**GIVEN PROBLEM**:
Copy the material from its first line through the line with "x=779, y=287", switching "sample" to "example" and leaving everything else the same.

**DATASET RECORDS**:

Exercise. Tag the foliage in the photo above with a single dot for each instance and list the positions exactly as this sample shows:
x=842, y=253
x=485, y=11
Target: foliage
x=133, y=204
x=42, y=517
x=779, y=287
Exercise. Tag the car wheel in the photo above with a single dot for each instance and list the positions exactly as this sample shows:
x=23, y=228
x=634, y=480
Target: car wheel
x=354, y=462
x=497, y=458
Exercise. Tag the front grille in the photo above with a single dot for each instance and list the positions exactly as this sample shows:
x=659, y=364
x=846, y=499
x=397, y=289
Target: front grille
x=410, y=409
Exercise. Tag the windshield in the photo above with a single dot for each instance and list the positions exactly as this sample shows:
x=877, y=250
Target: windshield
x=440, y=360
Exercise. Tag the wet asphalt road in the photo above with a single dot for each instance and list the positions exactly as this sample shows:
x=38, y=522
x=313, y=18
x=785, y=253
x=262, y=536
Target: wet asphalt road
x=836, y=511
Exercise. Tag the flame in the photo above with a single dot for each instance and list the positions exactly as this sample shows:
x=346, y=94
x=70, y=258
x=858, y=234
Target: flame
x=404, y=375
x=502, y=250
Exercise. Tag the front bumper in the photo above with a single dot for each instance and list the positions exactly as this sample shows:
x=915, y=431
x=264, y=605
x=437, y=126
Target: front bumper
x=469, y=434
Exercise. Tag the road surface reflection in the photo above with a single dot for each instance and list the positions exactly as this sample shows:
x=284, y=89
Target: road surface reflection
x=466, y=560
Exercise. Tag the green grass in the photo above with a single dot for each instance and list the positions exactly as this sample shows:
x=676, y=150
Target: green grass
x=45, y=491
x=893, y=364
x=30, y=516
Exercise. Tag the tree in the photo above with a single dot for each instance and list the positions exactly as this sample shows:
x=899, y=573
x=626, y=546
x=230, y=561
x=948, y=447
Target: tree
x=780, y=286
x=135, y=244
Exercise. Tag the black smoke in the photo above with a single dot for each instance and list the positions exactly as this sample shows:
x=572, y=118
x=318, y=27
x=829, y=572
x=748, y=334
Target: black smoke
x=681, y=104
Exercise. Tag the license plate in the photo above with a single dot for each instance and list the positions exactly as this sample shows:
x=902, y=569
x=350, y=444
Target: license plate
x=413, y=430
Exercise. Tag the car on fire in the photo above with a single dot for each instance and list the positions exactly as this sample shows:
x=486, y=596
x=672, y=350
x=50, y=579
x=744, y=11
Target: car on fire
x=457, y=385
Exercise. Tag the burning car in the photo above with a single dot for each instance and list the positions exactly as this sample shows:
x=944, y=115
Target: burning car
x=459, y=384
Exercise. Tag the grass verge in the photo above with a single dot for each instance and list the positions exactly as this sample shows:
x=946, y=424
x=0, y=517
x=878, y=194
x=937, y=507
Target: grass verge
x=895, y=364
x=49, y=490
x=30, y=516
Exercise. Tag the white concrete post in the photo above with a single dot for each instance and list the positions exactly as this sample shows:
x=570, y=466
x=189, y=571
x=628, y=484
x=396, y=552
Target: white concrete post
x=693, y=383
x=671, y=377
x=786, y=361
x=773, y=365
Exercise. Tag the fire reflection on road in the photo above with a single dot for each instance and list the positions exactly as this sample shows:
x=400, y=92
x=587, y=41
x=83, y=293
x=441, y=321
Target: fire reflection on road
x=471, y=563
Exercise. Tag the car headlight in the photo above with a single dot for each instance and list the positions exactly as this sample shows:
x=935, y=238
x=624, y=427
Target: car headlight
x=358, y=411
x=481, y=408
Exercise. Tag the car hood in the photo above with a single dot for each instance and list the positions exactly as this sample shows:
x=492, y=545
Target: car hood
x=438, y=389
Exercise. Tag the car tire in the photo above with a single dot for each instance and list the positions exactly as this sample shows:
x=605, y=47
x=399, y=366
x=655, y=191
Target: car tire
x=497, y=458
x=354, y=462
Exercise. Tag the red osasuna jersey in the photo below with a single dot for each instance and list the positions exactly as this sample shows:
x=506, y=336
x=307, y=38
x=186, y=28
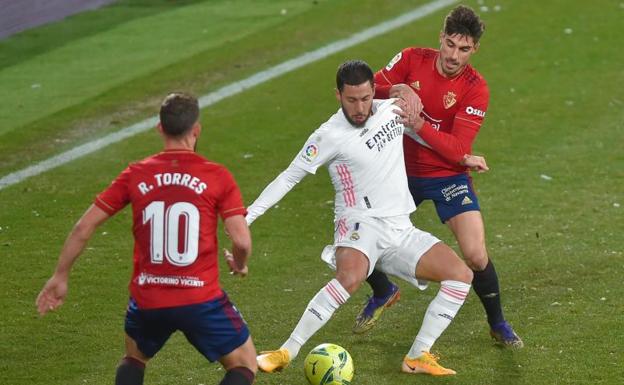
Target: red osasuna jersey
x=176, y=197
x=454, y=109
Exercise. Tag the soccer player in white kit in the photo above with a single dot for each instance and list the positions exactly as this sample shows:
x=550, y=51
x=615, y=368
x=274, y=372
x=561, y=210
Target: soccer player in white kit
x=362, y=146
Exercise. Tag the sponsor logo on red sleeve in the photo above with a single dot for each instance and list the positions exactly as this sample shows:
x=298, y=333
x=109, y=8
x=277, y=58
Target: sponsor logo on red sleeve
x=475, y=111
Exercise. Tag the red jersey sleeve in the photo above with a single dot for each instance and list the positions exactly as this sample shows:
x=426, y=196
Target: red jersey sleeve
x=117, y=195
x=231, y=200
x=394, y=73
x=455, y=144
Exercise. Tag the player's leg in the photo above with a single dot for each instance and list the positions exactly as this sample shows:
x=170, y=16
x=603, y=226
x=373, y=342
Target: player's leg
x=351, y=270
x=131, y=368
x=218, y=331
x=385, y=292
x=439, y=264
x=469, y=231
x=145, y=336
x=240, y=365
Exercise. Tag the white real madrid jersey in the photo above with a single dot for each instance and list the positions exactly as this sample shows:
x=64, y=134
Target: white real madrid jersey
x=365, y=163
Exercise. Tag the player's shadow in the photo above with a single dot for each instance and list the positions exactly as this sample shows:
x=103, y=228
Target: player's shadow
x=30, y=43
x=507, y=370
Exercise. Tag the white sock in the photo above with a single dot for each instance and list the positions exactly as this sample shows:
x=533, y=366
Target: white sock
x=439, y=315
x=318, y=312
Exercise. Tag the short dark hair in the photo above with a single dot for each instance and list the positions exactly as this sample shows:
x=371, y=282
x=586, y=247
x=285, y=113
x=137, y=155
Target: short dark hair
x=353, y=73
x=178, y=113
x=464, y=21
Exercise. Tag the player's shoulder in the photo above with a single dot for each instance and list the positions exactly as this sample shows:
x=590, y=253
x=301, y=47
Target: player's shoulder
x=473, y=78
x=420, y=53
x=335, y=125
x=383, y=105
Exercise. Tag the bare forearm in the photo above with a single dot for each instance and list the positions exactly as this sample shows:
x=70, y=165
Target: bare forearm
x=241, y=253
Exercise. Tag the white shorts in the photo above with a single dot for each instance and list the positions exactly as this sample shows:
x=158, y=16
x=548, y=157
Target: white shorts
x=392, y=245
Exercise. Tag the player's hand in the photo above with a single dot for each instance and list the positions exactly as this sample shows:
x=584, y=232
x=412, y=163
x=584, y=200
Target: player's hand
x=234, y=269
x=52, y=295
x=475, y=163
x=410, y=106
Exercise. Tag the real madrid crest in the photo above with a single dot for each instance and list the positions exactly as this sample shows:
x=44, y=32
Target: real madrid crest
x=449, y=100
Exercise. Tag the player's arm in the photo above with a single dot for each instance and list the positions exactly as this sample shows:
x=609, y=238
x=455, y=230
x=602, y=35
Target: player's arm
x=238, y=231
x=54, y=291
x=275, y=191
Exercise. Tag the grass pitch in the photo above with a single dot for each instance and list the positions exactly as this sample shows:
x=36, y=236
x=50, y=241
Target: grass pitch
x=552, y=201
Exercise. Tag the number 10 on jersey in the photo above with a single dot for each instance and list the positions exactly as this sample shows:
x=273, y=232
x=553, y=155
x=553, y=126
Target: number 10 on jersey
x=165, y=240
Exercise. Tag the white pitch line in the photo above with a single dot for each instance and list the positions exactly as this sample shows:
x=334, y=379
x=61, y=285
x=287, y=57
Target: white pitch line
x=227, y=91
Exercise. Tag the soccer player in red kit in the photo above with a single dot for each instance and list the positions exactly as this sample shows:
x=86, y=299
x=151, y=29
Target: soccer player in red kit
x=176, y=197
x=454, y=99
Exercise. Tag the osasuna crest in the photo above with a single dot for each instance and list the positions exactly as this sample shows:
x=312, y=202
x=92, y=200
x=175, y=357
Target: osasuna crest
x=394, y=61
x=449, y=100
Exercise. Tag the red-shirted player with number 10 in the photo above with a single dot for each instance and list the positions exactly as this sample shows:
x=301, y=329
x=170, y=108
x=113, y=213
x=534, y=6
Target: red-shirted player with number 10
x=454, y=99
x=176, y=197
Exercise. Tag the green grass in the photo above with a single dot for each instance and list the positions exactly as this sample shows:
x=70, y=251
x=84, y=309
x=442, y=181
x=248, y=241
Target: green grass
x=556, y=110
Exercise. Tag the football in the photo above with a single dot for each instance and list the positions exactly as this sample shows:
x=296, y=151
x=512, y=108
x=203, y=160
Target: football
x=328, y=364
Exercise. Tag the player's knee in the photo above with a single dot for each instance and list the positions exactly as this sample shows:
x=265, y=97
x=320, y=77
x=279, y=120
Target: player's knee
x=476, y=258
x=465, y=275
x=350, y=282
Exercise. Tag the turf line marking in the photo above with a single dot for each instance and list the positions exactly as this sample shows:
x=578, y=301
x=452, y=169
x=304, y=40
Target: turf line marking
x=227, y=91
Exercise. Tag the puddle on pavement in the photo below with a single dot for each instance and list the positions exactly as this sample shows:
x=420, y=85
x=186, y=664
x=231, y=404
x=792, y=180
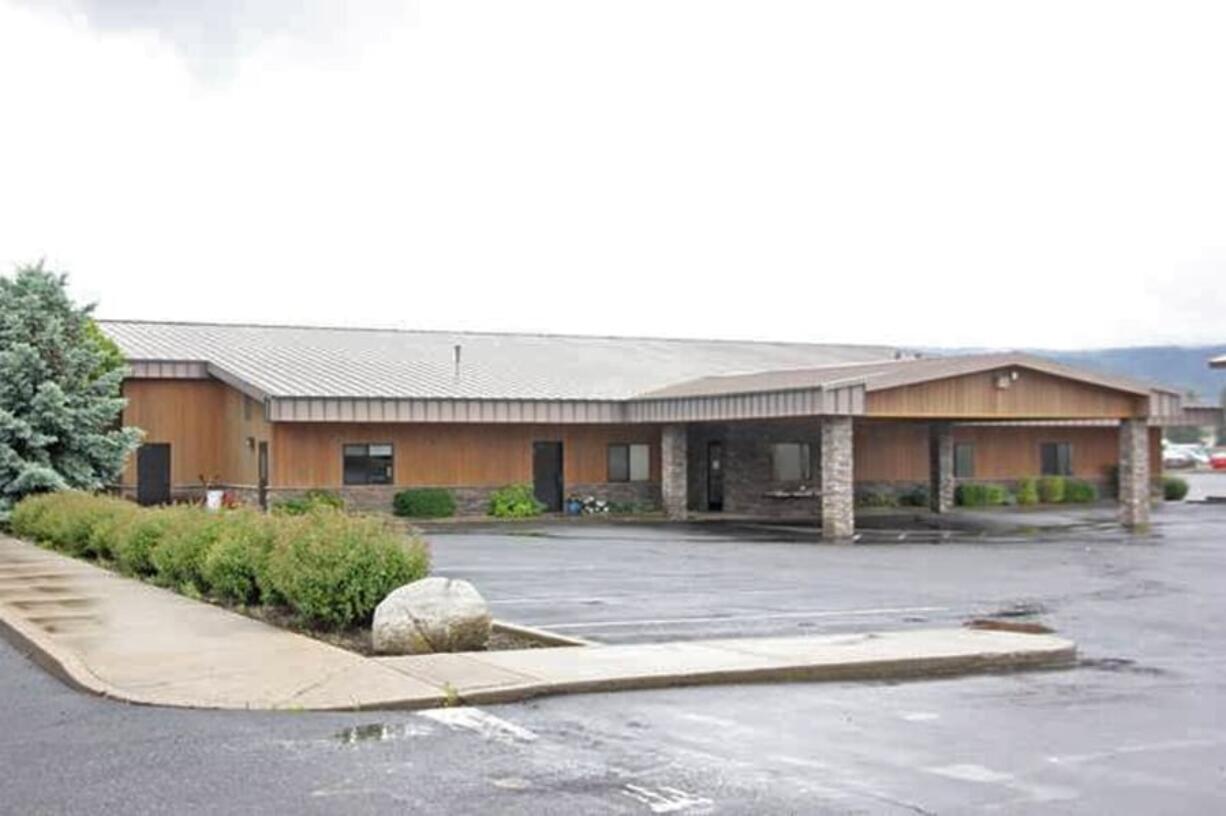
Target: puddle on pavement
x=381, y=733
x=1121, y=665
x=1020, y=609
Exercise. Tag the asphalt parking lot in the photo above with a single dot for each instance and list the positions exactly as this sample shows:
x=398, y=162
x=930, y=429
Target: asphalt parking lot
x=1138, y=727
x=617, y=583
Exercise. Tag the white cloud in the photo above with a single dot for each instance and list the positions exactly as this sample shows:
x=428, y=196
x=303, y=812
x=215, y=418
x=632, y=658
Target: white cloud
x=983, y=174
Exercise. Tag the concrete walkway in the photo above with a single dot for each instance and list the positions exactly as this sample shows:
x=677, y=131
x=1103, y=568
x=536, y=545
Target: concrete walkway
x=135, y=642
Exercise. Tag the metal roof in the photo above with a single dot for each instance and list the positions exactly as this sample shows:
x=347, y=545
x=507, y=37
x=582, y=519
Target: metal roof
x=890, y=374
x=292, y=362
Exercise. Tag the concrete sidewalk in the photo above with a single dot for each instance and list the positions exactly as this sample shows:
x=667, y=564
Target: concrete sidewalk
x=135, y=642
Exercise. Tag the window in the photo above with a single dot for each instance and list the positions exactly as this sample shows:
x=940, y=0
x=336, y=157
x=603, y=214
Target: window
x=368, y=464
x=1056, y=458
x=964, y=461
x=629, y=462
x=791, y=461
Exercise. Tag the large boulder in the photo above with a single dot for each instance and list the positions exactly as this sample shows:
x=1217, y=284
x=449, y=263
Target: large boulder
x=432, y=615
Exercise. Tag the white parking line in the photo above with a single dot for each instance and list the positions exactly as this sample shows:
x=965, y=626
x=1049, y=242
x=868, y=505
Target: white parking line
x=732, y=619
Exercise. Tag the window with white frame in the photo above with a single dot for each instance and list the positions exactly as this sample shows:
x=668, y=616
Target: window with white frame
x=368, y=464
x=629, y=462
x=791, y=462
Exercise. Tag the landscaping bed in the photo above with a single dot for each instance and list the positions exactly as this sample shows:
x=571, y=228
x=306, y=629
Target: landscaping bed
x=318, y=566
x=308, y=567
x=357, y=638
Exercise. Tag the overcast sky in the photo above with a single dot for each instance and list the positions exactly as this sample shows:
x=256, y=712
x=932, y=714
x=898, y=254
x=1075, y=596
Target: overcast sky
x=1041, y=174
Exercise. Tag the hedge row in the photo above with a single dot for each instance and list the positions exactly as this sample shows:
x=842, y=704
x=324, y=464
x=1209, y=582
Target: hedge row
x=330, y=567
x=424, y=502
x=1051, y=490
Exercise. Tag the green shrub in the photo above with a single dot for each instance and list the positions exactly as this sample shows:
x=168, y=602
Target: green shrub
x=515, y=501
x=1173, y=489
x=424, y=502
x=70, y=521
x=335, y=569
x=136, y=542
x=309, y=501
x=873, y=498
x=1051, y=489
x=236, y=567
x=980, y=495
x=179, y=556
x=28, y=516
x=916, y=496
x=1078, y=491
x=329, y=566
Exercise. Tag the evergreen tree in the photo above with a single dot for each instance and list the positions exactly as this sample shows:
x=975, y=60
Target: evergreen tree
x=59, y=392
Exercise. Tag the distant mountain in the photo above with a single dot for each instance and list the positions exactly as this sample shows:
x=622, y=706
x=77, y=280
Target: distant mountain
x=1184, y=368
x=1180, y=366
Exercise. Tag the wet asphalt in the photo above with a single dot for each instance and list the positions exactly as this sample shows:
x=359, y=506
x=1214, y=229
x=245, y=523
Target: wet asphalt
x=1137, y=728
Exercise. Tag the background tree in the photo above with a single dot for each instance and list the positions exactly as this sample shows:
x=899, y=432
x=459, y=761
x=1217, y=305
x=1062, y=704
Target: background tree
x=59, y=392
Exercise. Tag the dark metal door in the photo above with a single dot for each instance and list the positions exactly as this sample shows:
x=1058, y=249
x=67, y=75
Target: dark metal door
x=153, y=473
x=547, y=474
x=715, y=475
x=262, y=463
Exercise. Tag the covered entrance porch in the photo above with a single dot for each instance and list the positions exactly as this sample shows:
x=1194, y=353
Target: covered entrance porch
x=747, y=446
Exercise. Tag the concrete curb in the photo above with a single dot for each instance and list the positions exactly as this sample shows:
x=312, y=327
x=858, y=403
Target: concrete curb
x=541, y=635
x=877, y=672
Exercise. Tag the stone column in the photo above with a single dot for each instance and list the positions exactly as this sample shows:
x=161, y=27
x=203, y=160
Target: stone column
x=674, y=482
x=940, y=467
x=837, y=500
x=1134, y=488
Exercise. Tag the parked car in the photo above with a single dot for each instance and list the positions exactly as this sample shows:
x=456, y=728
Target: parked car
x=1175, y=457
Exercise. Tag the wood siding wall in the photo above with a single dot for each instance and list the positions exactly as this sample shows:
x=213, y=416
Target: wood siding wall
x=205, y=424
x=890, y=451
x=1032, y=396
x=309, y=453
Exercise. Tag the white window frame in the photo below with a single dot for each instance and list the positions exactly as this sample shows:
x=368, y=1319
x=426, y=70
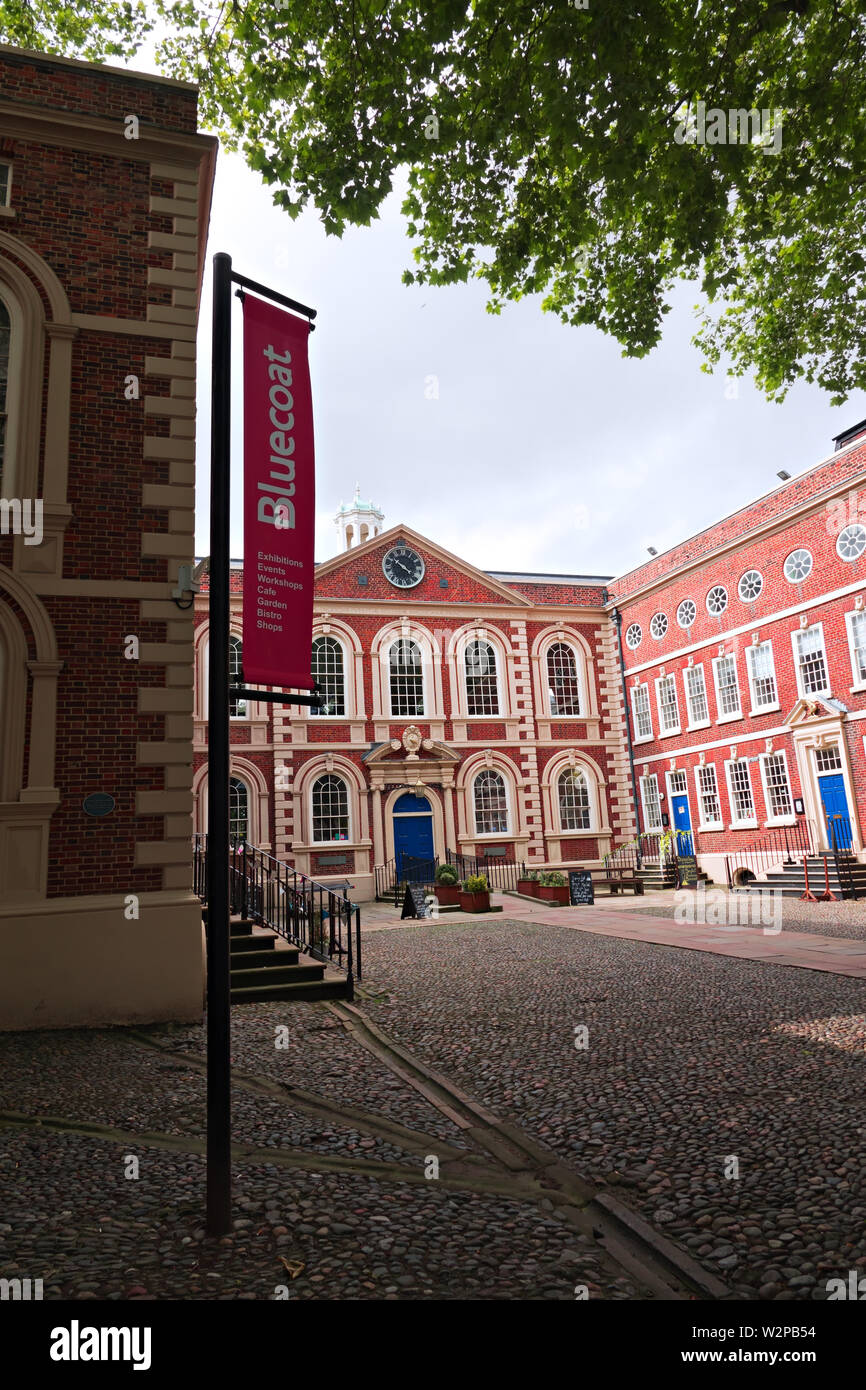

**WORKED SOLUTION**:
Exercise. Tag the foliage in the photo above with a single dot for each instance and list the positions exactly as this example shows:
x=842, y=253
x=485, y=11
Target: foliage
x=133, y=204
x=42, y=517
x=779, y=287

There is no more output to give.